[Stored data entries]
□ □ □ □ □
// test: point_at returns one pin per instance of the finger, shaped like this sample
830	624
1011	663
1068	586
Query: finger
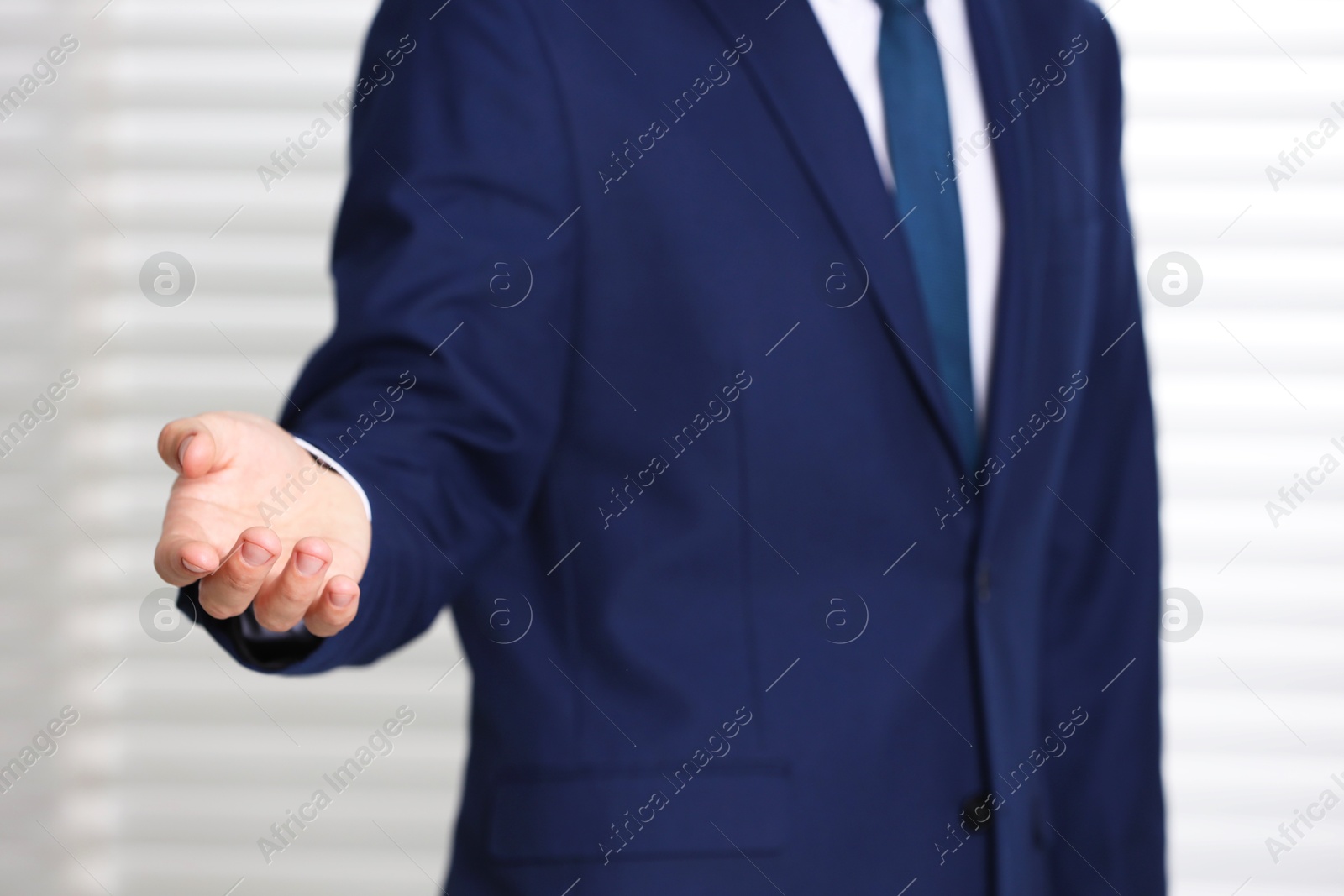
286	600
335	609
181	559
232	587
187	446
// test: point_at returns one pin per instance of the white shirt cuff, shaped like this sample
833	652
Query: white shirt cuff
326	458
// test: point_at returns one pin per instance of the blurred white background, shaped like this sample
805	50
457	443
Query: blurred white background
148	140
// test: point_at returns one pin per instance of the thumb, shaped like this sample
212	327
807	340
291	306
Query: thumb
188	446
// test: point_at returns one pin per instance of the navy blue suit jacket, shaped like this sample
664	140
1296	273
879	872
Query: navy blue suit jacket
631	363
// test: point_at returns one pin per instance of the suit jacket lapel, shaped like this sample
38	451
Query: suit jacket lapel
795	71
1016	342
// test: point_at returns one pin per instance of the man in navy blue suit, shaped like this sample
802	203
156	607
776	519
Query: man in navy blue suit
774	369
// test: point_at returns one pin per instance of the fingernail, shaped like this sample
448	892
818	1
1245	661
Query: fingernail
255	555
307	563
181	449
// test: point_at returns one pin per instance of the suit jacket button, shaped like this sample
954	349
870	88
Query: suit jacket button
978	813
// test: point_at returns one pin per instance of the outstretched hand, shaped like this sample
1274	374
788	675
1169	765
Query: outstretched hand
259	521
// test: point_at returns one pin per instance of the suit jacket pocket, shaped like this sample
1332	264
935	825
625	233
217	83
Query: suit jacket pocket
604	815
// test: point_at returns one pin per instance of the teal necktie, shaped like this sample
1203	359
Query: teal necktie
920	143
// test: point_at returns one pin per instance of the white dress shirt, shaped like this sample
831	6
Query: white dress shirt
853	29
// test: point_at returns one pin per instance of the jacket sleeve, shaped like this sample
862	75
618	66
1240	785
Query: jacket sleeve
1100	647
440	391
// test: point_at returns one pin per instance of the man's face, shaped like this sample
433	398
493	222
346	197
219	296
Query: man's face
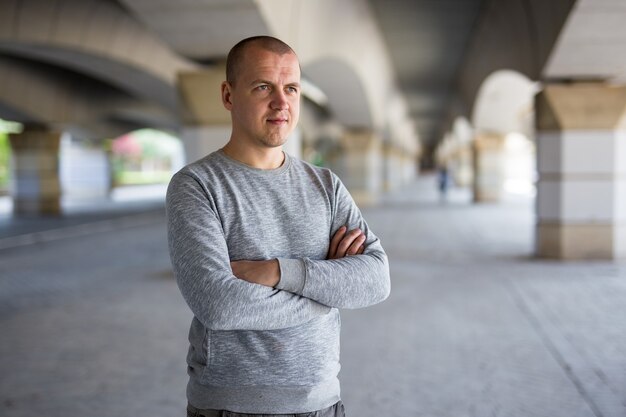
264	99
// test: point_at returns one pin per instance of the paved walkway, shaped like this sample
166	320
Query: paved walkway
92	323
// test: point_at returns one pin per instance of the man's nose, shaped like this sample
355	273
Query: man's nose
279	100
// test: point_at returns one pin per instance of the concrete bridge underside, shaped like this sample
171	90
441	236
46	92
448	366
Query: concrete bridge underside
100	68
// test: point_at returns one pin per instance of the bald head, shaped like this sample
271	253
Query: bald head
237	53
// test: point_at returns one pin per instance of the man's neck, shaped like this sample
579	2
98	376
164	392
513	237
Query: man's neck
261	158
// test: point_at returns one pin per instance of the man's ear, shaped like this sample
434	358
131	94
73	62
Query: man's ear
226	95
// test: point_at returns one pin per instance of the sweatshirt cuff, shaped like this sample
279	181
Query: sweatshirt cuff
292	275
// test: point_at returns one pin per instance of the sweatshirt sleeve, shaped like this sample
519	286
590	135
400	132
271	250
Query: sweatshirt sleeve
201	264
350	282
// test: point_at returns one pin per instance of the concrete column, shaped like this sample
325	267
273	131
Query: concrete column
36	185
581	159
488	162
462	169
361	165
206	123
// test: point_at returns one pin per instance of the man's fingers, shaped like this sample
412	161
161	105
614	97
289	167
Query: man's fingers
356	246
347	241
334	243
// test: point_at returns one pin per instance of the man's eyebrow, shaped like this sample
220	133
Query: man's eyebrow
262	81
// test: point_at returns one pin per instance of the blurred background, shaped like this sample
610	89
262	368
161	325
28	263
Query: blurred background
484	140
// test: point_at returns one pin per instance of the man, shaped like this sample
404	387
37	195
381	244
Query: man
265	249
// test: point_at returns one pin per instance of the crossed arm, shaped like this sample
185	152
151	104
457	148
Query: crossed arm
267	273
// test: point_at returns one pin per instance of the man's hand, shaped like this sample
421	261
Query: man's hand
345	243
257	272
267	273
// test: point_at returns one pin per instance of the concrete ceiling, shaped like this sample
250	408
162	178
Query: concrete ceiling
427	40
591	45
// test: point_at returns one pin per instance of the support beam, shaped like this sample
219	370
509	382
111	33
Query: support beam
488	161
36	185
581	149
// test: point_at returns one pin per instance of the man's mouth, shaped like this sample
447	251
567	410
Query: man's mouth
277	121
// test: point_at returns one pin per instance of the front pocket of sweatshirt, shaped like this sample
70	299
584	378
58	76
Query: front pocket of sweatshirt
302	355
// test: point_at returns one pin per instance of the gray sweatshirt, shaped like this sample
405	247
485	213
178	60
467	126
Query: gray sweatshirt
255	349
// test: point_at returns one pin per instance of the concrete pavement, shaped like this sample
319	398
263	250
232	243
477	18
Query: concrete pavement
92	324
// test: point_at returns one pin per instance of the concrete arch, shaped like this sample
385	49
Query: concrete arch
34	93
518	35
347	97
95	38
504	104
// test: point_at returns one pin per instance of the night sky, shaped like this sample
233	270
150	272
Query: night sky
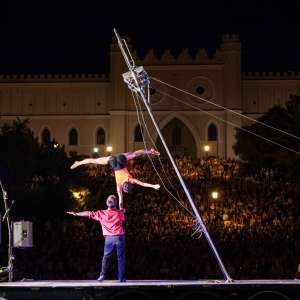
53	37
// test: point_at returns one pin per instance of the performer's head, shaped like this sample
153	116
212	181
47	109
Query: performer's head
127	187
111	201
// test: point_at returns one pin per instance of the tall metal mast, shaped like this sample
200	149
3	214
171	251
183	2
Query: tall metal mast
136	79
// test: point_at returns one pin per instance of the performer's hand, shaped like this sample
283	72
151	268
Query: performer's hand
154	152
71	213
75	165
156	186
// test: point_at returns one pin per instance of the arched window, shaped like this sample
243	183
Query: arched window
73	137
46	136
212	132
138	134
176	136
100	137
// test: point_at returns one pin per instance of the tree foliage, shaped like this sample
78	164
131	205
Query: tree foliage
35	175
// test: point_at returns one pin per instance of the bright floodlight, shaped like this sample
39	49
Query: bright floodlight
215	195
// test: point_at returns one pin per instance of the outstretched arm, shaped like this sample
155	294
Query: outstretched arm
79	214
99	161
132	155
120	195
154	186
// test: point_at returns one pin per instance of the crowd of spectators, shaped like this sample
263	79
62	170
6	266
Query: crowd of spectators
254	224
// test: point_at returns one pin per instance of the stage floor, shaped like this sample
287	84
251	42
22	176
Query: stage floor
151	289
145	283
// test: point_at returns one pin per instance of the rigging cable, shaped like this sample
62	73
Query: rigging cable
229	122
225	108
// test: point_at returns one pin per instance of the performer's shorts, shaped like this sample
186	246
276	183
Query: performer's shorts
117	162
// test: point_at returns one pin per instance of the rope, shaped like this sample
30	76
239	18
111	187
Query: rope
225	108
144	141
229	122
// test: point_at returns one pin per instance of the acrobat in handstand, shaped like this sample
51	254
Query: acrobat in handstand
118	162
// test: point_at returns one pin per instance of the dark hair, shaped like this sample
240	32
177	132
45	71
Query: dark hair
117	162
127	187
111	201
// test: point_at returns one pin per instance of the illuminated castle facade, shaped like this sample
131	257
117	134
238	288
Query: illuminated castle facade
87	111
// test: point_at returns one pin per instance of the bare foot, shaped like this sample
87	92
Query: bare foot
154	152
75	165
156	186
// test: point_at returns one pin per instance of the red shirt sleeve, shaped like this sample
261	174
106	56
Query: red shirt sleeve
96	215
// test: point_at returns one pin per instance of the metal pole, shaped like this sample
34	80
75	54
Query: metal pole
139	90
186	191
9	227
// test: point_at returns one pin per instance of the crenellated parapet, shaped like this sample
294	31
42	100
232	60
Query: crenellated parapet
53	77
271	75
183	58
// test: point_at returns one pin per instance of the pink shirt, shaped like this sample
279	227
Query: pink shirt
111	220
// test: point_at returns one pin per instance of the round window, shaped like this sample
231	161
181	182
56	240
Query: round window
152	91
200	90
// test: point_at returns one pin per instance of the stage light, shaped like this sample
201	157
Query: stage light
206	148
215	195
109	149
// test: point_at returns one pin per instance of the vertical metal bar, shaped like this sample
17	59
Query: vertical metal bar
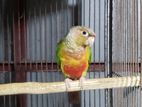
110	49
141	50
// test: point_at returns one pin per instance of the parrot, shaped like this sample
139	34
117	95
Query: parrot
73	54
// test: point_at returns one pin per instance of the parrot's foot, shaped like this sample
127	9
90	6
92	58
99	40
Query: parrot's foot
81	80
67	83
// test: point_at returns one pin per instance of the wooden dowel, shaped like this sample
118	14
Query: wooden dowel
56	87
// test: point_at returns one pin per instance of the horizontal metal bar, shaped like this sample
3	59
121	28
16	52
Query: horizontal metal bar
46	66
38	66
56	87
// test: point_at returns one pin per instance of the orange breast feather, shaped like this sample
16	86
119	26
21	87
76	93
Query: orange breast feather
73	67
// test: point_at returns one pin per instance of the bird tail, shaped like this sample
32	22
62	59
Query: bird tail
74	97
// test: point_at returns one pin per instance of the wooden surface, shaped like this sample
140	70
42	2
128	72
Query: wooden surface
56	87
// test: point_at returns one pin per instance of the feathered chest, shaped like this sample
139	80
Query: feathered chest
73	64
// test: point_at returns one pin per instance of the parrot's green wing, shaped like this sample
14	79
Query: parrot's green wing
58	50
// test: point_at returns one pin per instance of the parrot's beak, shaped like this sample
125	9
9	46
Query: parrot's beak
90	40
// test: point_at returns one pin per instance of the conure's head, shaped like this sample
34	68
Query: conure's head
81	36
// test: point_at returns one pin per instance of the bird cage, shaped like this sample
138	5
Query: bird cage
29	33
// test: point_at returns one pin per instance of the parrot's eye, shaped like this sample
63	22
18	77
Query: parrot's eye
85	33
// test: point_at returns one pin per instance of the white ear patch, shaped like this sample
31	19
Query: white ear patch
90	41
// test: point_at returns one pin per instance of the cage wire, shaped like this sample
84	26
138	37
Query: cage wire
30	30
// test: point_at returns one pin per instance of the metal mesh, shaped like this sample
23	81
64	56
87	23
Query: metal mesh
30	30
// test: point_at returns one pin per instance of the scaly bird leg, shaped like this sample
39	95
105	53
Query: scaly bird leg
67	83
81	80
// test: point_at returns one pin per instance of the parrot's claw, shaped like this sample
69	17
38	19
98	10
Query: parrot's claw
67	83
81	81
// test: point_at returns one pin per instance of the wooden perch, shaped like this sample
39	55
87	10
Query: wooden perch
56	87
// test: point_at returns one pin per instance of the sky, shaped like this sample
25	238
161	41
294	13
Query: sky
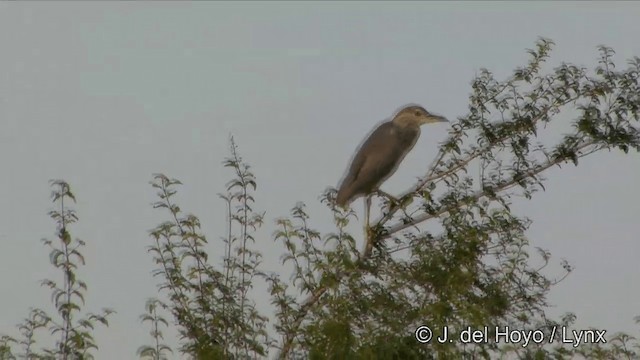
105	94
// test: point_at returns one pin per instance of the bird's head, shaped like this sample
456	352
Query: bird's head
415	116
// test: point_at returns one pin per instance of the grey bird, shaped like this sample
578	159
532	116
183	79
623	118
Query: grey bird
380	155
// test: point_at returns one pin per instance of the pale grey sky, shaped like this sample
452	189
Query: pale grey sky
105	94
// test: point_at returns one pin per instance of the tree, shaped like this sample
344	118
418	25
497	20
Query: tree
□ □ □ □ □
[WHAT YOU SHOULD DO] Output only the lines from the one that contains "tree, shaped like this sample" through the last line of the data above, each restated exactly.

[SOLUTION]
// test: point_at returns one pin per instance of the tree, shaped like this sample
344	118
418	25
497	20
Query: tree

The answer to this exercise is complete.